-- begin Given entries --

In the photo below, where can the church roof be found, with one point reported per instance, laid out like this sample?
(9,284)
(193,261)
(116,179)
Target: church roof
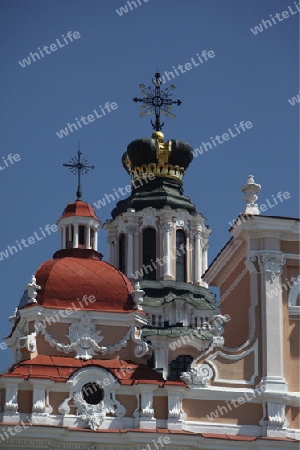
(60,369)
(79,208)
(77,273)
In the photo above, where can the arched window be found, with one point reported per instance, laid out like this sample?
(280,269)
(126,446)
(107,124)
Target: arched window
(180,256)
(149,254)
(69,236)
(92,238)
(122,253)
(81,233)
(179,365)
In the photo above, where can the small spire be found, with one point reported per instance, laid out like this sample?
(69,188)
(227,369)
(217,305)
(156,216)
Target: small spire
(251,191)
(157,101)
(81,167)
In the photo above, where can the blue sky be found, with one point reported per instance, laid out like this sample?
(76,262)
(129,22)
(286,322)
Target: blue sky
(250,78)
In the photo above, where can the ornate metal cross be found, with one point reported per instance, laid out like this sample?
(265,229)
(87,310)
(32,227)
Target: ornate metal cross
(157,100)
(81,167)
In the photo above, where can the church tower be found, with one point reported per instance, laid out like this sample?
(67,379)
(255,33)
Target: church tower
(158,238)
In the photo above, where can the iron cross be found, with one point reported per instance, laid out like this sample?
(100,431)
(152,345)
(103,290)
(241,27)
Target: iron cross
(157,100)
(81,167)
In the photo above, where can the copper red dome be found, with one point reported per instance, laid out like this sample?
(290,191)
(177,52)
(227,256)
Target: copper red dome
(79,208)
(73,274)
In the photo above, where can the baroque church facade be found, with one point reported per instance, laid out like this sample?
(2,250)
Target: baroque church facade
(134,353)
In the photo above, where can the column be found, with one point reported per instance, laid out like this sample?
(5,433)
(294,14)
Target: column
(167,254)
(191,256)
(175,410)
(147,419)
(271,266)
(75,237)
(40,401)
(129,266)
(204,255)
(136,248)
(63,236)
(198,258)
(88,237)
(11,396)
(96,240)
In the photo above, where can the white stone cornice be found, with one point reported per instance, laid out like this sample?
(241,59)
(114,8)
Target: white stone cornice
(271,262)
(260,226)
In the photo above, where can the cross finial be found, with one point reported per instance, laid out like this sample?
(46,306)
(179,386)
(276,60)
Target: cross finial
(81,167)
(157,100)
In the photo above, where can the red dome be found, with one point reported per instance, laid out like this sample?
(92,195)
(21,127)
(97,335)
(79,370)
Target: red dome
(73,274)
(79,208)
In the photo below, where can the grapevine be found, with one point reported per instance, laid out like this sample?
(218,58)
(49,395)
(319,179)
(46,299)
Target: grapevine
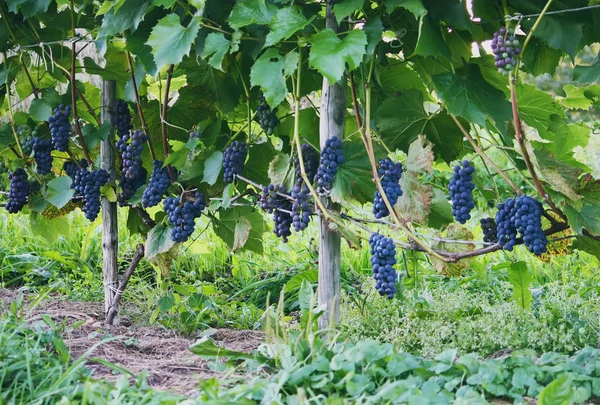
(42,152)
(506,48)
(233,160)
(461,191)
(389,174)
(122,118)
(182,215)
(267,117)
(60,127)
(331,158)
(383,259)
(18,192)
(157,186)
(311,162)
(87,184)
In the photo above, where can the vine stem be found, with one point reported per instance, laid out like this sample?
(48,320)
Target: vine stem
(299,146)
(523,145)
(139,106)
(481,153)
(366,136)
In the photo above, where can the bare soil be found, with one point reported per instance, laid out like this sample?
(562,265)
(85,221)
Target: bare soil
(162,353)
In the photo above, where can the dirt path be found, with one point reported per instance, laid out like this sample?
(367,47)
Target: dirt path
(162,353)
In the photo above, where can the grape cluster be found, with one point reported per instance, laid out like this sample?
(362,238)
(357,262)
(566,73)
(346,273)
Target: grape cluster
(267,117)
(131,146)
(310,159)
(233,160)
(461,191)
(42,152)
(506,48)
(130,186)
(18,191)
(157,186)
(383,259)
(490,231)
(331,158)
(87,184)
(523,215)
(182,215)
(60,127)
(280,207)
(301,209)
(26,135)
(71,168)
(122,118)
(389,174)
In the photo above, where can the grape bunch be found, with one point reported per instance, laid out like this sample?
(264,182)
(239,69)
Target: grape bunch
(18,191)
(383,259)
(42,152)
(157,186)
(122,118)
(389,174)
(310,159)
(506,48)
(60,127)
(331,158)
(301,209)
(490,231)
(280,207)
(267,117)
(523,215)
(233,160)
(461,191)
(182,215)
(131,146)
(71,168)
(130,186)
(87,184)
(26,135)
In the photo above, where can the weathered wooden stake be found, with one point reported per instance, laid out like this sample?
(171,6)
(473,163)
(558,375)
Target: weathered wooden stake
(110,231)
(333,113)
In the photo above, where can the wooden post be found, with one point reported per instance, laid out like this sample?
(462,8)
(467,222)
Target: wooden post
(333,113)
(110,231)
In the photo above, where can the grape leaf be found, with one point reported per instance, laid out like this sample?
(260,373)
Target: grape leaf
(212,168)
(431,42)
(576,98)
(400,120)
(353,179)
(415,202)
(560,33)
(344,8)
(587,74)
(278,168)
(520,279)
(246,12)
(267,72)
(585,213)
(170,41)
(215,47)
(414,6)
(159,241)
(59,191)
(398,76)
(472,98)
(28,8)
(285,23)
(536,107)
(329,54)
(227,226)
(590,155)
(127,17)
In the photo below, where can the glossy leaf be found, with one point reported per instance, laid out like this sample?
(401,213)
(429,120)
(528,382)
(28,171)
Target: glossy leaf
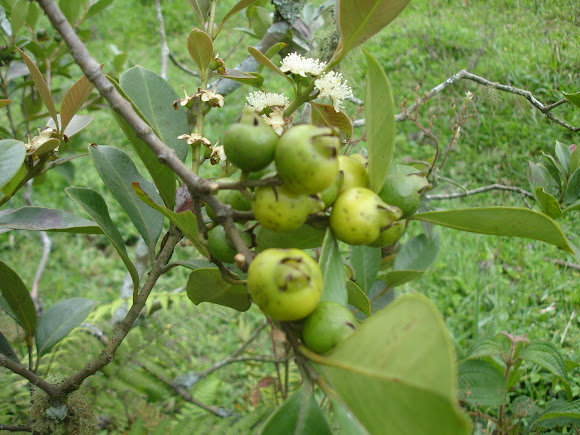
(358,20)
(41,86)
(118,172)
(17,298)
(162,176)
(95,206)
(305,237)
(548,203)
(501,221)
(299,414)
(7,350)
(154,97)
(573,97)
(401,356)
(481,384)
(59,320)
(73,100)
(242,4)
(572,193)
(200,47)
(357,298)
(333,275)
(379,122)
(207,285)
(185,221)
(365,261)
(324,115)
(12,154)
(47,219)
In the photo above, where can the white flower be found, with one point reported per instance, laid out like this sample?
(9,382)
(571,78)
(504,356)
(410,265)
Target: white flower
(331,85)
(297,64)
(260,100)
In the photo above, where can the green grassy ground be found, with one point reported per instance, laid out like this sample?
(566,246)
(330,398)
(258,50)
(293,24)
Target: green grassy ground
(482,285)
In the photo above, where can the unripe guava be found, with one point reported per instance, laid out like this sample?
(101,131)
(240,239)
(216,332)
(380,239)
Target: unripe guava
(404,189)
(328,325)
(250,144)
(355,174)
(358,215)
(285,283)
(306,158)
(280,209)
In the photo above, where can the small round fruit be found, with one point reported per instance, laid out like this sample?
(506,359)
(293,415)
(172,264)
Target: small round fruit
(285,283)
(220,246)
(328,325)
(279,209)
(250,144)
(355,174)
(390,235)
(358,215)
(404,190)
(306,158)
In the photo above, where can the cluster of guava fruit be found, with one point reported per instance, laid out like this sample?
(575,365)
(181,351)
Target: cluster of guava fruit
(287,283)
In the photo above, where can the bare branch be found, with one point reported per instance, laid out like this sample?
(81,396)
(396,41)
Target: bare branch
(464,75)
(483,189)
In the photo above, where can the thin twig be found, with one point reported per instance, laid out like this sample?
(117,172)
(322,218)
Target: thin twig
(483,189)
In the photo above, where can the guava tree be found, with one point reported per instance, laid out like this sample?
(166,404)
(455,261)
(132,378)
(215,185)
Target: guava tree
(301,217)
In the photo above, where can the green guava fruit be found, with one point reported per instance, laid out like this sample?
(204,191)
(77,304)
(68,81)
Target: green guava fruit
(279,209)
(307,158)
(285,283)
(355,174)
(327,326)
(250,144)
(358,215)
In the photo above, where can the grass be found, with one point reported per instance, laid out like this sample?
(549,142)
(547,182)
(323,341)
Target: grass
(482,284)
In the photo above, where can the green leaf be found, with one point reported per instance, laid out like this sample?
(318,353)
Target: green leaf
(563,155)
(17,298)
(357,298)
(18,15)
(95,206)
(481,384)
(200,48)
(207,285)
(324,115)
(572,193)
(548,203)
(162,176)
(501,221)
(40,84)
(546,355)
(574,98)
(365,261)
(154,97)
(47,219)
(563,415)
(12,154)
(118,172)
(348,423)
(242,4)
(401,356)
(418,253)
(185,221)
(333,276)
(299,414)
(305,237)
(358,20)
(73,100)
(7,350)
(487,346)
(59,320)
(379,121)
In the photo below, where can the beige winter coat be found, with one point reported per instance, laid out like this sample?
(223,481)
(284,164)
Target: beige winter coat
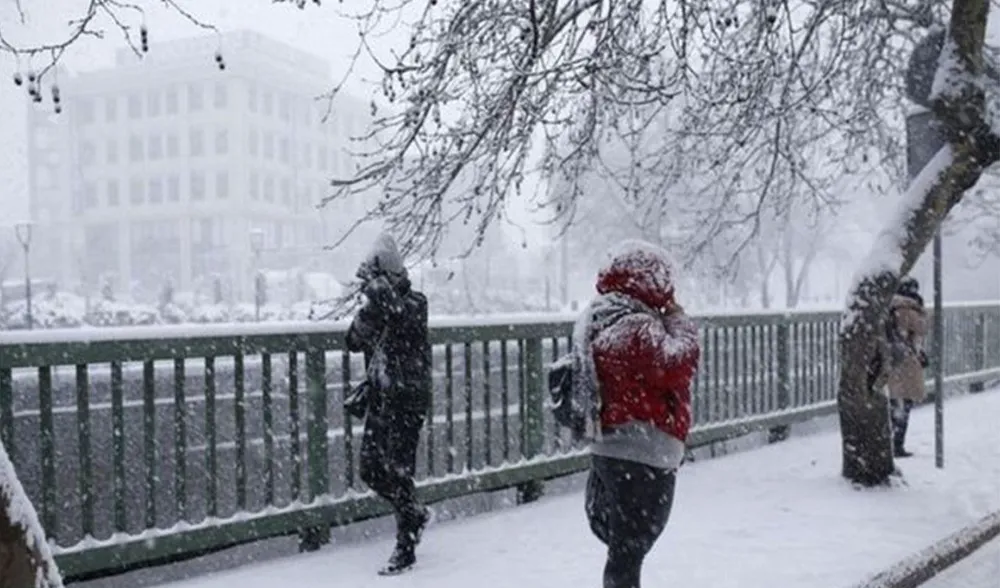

-- end Given entries --

Written exercise:
Omit the pictures, then extract verbatim only those lines that fall between the line containing "In the photo above, where can the grass" and the final line of the records above, both included.

Answer to the problem:
In the photo above, where can the grass be found, with one point reported per instance, laid out like this sample?
(549,142)
(547,182)
(323,341)
Target: grass
(482,284)
In the photo above, where can the green leaf be found, with one point reported per instance, laid out like this sample?
(318,353)
Target: green leaf
(563,155)
(17,298)
(357,298)
(18,15)
(95,206)
(481,384)
(200,48)
(207,285)
(324,115)
(572,193)
(548,203)
(162,176)
(501,221)
(40,84)
(546,355)
(574,98)
(365,261)
(154,97)
(47,219)
(563,415)
(12,154)
(118,172)
(348,423)
(242,4)
(401,356)
(418,253)
(185,221)
(333,276)
(299,414)
(305,237)
(358,20)
(73,100)
(7,350)
(487,346)
(59,320)
(379,121)
In the photo below, where can the beige winter coat be found, with one point reported per instance, laid out like this sample?
(223,481)
(284,164)
Target: beige winter coat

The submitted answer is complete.